*** Opening of Provided data ***

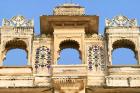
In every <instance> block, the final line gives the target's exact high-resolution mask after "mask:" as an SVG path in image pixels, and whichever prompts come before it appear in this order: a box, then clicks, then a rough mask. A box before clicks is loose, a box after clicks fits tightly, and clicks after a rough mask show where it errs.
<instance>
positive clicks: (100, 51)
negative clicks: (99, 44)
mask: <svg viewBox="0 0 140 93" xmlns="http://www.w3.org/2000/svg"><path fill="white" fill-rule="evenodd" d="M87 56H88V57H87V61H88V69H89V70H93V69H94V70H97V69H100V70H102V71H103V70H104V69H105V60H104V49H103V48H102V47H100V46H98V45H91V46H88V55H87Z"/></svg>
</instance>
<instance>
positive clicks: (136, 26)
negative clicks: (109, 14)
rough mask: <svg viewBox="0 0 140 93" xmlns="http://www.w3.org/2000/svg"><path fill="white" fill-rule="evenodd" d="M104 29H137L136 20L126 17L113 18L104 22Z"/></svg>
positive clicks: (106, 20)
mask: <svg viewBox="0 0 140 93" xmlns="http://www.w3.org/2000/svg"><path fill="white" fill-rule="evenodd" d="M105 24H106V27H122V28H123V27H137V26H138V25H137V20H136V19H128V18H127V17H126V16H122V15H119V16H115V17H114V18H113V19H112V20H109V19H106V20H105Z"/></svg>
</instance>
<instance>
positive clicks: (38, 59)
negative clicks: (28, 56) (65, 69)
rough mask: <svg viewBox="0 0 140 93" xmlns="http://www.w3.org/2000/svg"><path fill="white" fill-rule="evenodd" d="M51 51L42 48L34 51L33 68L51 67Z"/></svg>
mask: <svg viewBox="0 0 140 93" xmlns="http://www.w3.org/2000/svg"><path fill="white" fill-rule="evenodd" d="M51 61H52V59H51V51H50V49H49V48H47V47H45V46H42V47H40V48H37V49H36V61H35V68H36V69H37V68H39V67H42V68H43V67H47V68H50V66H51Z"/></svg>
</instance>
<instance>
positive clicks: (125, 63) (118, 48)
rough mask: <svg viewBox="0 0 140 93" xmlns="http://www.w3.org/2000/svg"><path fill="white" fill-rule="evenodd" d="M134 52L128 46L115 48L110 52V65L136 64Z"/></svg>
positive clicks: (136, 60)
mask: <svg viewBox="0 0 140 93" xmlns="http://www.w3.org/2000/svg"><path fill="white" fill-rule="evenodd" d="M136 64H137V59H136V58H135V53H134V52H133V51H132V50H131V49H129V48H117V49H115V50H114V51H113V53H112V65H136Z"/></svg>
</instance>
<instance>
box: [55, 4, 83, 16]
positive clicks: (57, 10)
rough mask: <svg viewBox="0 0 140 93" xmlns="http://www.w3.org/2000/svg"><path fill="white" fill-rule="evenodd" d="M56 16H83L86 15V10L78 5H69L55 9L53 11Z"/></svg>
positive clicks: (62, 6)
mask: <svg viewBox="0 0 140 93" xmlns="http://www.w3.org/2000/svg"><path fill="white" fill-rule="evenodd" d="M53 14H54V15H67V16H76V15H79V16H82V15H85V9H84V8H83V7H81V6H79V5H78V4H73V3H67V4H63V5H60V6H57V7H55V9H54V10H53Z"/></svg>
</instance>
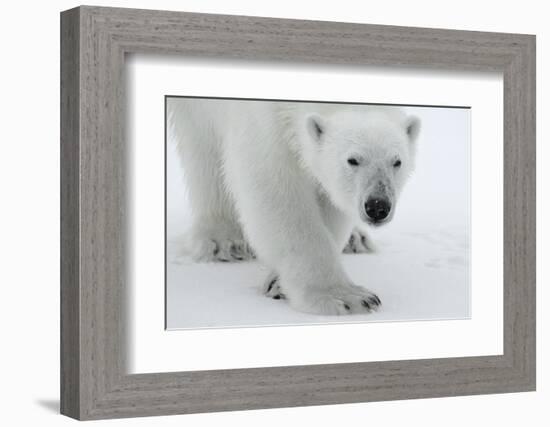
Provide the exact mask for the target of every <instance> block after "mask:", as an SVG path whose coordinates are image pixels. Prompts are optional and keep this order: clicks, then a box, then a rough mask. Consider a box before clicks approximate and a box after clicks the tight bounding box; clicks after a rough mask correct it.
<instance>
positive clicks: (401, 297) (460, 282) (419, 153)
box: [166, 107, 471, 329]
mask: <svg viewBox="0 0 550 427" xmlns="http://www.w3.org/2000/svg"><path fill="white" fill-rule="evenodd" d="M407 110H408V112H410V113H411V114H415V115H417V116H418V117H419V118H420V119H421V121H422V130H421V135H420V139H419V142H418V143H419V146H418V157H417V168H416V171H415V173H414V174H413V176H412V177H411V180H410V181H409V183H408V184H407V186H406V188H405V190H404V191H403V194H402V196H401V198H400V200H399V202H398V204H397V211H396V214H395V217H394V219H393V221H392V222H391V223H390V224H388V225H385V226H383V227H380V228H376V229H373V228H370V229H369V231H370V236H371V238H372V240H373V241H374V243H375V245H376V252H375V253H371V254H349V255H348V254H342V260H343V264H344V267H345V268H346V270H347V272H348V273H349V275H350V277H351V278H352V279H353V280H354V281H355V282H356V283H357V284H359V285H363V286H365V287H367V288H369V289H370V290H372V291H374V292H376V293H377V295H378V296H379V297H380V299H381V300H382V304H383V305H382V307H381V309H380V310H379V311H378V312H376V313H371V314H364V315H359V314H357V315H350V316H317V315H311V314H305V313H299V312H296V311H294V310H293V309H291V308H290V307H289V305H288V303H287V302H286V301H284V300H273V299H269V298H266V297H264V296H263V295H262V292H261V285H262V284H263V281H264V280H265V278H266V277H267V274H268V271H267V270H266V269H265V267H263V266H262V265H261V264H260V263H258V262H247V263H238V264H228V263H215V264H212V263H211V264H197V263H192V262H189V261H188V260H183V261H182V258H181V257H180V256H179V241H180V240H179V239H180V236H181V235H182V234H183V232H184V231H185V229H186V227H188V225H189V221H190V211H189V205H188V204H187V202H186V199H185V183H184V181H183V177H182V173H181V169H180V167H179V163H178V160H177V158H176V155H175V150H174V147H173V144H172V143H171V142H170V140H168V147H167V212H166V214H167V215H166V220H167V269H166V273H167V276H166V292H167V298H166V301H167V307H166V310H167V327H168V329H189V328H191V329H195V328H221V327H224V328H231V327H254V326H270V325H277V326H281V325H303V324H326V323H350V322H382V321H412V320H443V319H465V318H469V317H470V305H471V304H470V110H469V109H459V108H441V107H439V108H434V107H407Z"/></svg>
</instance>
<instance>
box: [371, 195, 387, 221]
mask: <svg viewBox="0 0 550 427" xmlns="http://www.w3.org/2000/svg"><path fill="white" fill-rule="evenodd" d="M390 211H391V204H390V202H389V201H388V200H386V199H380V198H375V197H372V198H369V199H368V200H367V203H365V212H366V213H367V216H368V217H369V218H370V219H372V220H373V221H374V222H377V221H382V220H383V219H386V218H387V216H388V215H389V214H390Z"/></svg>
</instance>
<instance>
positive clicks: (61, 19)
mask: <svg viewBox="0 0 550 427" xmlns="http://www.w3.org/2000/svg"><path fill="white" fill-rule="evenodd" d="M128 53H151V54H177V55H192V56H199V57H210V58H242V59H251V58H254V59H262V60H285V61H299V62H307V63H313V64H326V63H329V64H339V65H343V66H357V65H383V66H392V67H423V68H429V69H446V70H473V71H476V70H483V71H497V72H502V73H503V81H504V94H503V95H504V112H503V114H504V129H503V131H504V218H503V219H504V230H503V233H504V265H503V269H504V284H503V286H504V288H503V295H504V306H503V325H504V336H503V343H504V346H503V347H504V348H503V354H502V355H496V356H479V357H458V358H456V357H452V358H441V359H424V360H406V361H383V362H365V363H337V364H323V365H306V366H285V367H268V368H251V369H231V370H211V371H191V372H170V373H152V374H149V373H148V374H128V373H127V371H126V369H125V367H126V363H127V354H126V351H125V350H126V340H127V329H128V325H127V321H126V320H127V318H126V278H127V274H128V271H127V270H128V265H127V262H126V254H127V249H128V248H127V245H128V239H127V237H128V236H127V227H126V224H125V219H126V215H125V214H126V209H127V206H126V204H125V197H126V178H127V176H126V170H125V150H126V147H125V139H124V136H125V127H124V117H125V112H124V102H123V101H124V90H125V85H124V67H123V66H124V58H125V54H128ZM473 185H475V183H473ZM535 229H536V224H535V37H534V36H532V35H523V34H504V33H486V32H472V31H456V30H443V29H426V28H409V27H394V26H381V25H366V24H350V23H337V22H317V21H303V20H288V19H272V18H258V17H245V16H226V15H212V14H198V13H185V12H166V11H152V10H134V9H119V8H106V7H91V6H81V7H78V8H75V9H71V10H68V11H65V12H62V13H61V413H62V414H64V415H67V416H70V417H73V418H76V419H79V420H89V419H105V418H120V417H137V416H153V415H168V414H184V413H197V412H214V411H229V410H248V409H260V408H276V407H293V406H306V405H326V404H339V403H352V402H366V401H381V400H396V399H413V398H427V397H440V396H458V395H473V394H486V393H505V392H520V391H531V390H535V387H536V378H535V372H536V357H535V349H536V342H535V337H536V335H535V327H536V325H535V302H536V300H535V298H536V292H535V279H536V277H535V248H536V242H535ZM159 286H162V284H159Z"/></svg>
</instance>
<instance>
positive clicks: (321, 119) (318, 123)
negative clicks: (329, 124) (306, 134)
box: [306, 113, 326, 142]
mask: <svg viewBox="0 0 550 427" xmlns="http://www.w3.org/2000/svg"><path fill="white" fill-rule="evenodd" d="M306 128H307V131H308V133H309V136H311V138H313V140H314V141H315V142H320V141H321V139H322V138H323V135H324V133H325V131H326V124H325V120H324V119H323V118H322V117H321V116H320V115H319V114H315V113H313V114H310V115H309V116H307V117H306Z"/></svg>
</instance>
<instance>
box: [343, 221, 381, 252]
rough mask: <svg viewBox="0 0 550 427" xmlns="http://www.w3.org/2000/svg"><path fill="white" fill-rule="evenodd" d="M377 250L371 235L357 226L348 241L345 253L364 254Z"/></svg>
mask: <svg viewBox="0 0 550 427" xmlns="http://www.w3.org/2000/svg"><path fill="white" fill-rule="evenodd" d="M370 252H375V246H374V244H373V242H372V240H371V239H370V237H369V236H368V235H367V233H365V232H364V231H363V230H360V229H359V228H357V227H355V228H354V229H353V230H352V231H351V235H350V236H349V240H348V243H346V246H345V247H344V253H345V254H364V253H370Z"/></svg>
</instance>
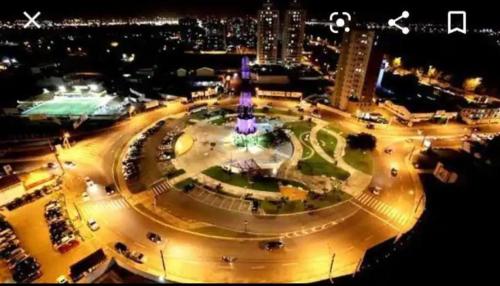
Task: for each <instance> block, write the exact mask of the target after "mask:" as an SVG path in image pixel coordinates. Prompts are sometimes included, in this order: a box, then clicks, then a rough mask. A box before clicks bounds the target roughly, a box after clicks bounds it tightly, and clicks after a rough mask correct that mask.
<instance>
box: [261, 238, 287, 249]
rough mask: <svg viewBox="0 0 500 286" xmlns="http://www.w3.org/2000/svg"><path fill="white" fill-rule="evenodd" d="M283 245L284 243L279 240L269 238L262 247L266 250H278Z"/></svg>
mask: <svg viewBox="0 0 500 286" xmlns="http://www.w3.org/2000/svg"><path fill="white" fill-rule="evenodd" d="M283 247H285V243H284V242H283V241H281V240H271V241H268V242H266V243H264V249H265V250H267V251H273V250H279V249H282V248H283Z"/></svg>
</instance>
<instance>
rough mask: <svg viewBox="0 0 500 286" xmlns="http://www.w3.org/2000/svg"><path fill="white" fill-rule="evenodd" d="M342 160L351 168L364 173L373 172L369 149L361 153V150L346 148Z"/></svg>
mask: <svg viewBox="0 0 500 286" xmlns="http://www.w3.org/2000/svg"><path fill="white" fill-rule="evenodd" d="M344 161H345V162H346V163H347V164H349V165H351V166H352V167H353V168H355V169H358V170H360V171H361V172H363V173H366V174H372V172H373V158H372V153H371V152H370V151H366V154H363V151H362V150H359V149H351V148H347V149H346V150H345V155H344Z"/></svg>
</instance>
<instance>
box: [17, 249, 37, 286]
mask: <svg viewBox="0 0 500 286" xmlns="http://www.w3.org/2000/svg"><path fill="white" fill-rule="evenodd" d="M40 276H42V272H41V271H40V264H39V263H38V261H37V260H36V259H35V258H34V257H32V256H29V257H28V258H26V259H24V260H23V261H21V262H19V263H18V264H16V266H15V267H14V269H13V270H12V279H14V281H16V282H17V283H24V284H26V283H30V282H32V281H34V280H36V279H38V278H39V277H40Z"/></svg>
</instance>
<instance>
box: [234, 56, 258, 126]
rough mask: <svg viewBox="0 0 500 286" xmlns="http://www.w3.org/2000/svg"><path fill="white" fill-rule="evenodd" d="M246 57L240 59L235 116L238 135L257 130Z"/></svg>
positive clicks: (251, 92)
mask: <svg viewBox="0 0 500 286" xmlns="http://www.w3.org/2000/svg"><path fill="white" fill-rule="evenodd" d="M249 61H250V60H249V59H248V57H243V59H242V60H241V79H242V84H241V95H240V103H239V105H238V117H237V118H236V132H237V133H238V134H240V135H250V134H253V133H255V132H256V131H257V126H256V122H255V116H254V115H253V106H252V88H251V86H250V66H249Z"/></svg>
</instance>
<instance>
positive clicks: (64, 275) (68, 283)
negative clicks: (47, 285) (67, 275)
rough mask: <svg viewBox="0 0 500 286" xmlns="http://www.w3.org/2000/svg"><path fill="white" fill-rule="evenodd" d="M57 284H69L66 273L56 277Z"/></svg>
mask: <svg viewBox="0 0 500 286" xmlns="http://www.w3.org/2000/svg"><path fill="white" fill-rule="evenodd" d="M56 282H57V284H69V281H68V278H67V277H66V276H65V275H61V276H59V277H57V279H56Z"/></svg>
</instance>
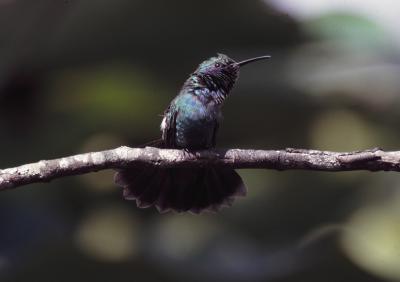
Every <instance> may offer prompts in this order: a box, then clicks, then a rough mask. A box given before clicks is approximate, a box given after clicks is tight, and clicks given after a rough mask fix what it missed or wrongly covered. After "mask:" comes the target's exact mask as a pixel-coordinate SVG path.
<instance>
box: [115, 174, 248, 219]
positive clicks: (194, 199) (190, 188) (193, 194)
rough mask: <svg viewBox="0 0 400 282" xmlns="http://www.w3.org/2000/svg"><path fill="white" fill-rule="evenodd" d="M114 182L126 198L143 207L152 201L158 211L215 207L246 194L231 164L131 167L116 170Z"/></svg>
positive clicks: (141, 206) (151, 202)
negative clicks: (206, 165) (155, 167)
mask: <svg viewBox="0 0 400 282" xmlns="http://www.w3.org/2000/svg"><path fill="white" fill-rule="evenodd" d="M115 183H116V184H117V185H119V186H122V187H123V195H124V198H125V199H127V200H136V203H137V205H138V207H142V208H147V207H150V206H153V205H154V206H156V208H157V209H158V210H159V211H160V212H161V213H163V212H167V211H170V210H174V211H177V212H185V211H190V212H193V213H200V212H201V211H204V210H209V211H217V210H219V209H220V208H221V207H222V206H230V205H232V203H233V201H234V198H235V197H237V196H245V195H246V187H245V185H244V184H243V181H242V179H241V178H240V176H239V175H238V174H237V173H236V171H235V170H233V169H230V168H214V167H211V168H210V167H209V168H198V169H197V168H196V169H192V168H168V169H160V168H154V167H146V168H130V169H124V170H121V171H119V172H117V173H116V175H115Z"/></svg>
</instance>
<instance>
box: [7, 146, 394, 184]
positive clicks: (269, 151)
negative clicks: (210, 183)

*** Close of Provided data ***

> [Task requirements]:
The answer should be a single number giving how many lines in the records hold the word "approximate".

> [Exercise answer]:
2